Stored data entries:
- Opening Delimiter -

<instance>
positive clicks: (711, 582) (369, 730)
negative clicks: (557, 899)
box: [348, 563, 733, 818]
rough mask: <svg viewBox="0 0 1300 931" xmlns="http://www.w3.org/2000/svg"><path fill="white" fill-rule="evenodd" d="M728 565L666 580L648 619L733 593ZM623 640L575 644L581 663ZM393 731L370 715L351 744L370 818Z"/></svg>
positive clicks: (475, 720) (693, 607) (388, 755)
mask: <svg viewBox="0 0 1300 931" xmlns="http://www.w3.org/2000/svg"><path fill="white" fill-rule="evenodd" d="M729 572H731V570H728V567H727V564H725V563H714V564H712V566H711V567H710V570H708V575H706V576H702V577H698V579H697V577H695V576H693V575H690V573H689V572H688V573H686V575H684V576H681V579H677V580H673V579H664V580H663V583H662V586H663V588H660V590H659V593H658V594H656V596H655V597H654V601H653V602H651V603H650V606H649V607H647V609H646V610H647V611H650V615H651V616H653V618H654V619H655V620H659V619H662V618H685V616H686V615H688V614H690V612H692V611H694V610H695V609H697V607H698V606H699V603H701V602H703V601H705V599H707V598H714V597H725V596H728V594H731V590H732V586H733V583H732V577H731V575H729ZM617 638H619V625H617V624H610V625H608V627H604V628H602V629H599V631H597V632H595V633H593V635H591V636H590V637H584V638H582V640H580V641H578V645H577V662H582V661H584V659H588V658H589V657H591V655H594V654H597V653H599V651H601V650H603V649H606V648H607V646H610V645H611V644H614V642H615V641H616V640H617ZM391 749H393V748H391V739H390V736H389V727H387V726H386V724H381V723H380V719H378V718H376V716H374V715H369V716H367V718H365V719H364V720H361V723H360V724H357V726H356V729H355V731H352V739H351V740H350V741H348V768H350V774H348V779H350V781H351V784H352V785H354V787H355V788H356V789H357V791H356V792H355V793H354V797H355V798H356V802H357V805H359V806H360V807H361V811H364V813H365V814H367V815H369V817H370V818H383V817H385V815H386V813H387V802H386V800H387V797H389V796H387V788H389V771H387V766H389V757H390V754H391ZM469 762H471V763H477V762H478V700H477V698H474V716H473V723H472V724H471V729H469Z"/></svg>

- Closing Delimiter -

Description of the task:
Copy out the records' lines starting at the one containing "rough mask: <svg" and ending with the one containing "positive clicks: (475, 720)", with no change to any character.

Solution:
rough mask: <svg viewBox="0 0 1300 931" xmlns="http://www.w3.org/2000/svg"><path fill="white" fill-rule="evenodd" d="M728 565L666 580L648 619L733 593ZM623 640L575 644L581 663ZM393 731L370 715L351 744L370 818Z"/></svg>
positive clicks: (475, 720) (693, 607) (388, 755)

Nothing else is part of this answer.